◆ WHAT THE EXERCISE ASKS ◆
Extract exactly and only the lines of the data below, starting at the line with "Would you be able to pin the white countertop" and stopping after the final line.

Data entries:
• • • • • • •

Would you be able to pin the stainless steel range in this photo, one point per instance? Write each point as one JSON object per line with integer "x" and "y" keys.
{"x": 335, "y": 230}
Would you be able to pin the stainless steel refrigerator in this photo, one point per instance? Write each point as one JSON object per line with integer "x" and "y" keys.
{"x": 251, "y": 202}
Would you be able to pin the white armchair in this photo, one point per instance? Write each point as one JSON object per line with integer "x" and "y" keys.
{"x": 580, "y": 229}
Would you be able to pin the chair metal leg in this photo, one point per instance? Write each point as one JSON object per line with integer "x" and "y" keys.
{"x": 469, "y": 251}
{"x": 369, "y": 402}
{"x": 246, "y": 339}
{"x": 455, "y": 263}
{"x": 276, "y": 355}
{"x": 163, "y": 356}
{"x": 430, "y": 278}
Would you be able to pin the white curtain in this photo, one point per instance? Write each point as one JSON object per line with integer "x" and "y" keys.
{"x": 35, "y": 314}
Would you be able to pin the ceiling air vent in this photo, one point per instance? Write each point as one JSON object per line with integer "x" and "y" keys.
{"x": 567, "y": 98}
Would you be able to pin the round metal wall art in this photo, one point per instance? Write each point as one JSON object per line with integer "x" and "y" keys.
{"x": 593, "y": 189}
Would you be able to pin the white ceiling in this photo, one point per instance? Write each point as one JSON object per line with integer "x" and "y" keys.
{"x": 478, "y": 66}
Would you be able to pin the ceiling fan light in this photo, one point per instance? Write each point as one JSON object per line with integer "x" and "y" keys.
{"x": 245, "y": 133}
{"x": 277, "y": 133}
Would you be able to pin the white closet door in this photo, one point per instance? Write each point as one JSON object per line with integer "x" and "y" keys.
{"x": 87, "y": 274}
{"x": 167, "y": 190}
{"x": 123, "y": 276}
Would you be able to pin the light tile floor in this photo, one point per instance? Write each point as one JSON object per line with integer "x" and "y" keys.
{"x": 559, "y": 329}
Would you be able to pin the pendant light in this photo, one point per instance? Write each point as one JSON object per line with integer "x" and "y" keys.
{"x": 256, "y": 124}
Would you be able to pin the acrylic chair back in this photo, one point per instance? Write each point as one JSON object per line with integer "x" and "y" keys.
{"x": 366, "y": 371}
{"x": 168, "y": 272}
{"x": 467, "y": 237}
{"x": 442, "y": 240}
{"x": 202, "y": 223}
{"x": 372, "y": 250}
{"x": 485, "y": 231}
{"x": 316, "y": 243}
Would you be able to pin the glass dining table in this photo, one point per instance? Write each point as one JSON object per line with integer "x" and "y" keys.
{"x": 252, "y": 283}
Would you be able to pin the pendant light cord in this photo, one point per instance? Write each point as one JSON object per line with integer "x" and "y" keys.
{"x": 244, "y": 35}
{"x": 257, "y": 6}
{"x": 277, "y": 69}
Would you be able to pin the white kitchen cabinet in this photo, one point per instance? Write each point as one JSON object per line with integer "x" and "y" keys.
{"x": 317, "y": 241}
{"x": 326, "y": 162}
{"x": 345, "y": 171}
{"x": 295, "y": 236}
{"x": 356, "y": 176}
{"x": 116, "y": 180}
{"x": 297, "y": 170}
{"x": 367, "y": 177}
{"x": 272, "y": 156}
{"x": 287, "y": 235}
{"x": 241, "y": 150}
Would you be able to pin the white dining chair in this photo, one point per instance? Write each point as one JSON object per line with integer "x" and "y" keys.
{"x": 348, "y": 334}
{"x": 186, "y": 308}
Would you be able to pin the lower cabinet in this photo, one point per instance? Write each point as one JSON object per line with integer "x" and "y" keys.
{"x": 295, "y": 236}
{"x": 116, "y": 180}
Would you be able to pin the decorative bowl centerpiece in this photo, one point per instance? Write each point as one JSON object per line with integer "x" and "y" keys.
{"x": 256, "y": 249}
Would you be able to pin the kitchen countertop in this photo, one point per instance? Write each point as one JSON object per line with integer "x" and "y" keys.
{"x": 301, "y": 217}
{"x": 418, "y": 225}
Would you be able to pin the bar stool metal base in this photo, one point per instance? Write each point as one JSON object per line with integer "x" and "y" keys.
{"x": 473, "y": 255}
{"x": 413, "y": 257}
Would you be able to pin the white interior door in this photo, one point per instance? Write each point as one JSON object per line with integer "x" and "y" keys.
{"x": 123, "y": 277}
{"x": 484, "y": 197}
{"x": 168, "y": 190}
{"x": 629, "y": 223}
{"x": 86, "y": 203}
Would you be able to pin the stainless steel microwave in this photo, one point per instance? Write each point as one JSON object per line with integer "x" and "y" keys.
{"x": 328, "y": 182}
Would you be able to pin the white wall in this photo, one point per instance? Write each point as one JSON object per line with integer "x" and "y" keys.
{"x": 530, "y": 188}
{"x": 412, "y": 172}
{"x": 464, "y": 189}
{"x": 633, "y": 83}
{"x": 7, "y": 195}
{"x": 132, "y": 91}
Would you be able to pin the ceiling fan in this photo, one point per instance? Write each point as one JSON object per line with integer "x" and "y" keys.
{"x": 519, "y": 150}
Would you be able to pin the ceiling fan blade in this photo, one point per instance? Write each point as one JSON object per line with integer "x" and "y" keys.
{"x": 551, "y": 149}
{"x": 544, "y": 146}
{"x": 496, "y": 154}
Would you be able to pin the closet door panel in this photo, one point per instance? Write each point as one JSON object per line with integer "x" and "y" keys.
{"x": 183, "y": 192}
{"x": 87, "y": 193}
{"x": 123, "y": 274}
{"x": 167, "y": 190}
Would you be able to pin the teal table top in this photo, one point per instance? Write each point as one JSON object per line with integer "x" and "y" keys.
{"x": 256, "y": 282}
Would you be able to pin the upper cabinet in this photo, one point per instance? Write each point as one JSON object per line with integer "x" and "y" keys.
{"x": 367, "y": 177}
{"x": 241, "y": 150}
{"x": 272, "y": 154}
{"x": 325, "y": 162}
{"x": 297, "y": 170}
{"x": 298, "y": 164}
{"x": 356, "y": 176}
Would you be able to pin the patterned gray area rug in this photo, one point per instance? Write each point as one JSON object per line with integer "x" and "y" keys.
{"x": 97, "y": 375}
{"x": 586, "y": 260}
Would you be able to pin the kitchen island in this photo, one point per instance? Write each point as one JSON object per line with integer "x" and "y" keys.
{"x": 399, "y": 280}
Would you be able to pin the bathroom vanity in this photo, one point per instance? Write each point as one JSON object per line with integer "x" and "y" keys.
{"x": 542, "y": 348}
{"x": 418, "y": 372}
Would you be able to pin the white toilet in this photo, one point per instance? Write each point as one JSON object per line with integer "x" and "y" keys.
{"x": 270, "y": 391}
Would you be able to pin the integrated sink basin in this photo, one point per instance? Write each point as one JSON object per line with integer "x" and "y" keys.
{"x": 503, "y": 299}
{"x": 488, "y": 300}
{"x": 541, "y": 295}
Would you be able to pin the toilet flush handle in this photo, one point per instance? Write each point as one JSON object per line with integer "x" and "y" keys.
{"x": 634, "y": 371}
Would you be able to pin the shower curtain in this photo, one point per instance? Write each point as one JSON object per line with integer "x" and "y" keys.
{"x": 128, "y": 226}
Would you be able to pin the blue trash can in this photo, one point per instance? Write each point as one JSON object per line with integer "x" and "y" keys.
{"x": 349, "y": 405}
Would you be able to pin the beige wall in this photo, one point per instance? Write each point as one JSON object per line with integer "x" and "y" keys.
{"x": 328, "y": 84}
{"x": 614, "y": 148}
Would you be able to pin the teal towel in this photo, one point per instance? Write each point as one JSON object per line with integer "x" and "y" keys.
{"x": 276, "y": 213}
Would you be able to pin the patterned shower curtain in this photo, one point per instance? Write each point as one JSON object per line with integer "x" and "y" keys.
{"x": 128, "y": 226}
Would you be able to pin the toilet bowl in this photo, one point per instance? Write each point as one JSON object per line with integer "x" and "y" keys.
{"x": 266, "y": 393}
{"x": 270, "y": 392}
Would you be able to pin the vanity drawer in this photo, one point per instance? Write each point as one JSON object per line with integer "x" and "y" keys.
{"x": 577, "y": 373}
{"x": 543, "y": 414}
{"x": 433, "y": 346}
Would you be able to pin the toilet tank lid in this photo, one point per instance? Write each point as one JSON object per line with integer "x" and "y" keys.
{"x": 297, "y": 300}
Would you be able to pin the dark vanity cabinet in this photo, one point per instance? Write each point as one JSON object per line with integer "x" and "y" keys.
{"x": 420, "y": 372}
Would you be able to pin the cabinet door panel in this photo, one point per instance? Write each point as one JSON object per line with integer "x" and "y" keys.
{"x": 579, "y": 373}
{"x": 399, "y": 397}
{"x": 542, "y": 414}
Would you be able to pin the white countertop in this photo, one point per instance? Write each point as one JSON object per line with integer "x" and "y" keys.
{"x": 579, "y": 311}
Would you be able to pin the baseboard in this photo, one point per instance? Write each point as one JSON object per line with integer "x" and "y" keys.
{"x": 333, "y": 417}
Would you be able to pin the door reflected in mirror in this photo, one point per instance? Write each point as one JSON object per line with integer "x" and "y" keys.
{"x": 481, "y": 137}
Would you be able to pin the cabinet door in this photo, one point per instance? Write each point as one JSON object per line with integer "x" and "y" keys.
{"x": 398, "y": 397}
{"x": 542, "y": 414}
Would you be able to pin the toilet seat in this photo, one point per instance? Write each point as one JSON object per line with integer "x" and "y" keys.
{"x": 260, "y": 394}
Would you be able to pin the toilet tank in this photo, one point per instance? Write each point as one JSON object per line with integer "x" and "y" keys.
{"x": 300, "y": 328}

• • • • • • •

◆ EXPECTED OUTPUT ◆
Would you be able to pin the white countertop in this photo, one point per instance? Write each point as one JSON object per line with integer "x" and "y" keys.
{"x": 579, "y": 311}
Would you be able to pin the baseboard in this photo, one point per instance? Write each point as one JSON object per line with integer "x" and "y" keys.
{"x": 333, "y": 417}
Would you be able to pin the door reflected in mirror in this photo, one point per instance? Write each point as one JSON object per line with integer "x" and "y" keys.
{"x": 481, "y": 137}
Would you be able to pin the cabinet door in this photo, one point per instance? Write each point as one JSON object per line with integer "x" and "y" keys.
{"x": 398, "y": 397}
{"x": 542, "y": 414}
Would you be able to pin the toilet seat in this photo, one point per instance? Write each point as one JSON object per line with integer "x" and "y" keys.
{"x": 260, "y": 394}
Would you be able to pin the toilet tank in this photo, one point per instance? Write each point as one JSON object per line with integer "x" and "y" keys.
{"x": 300, "y": 328}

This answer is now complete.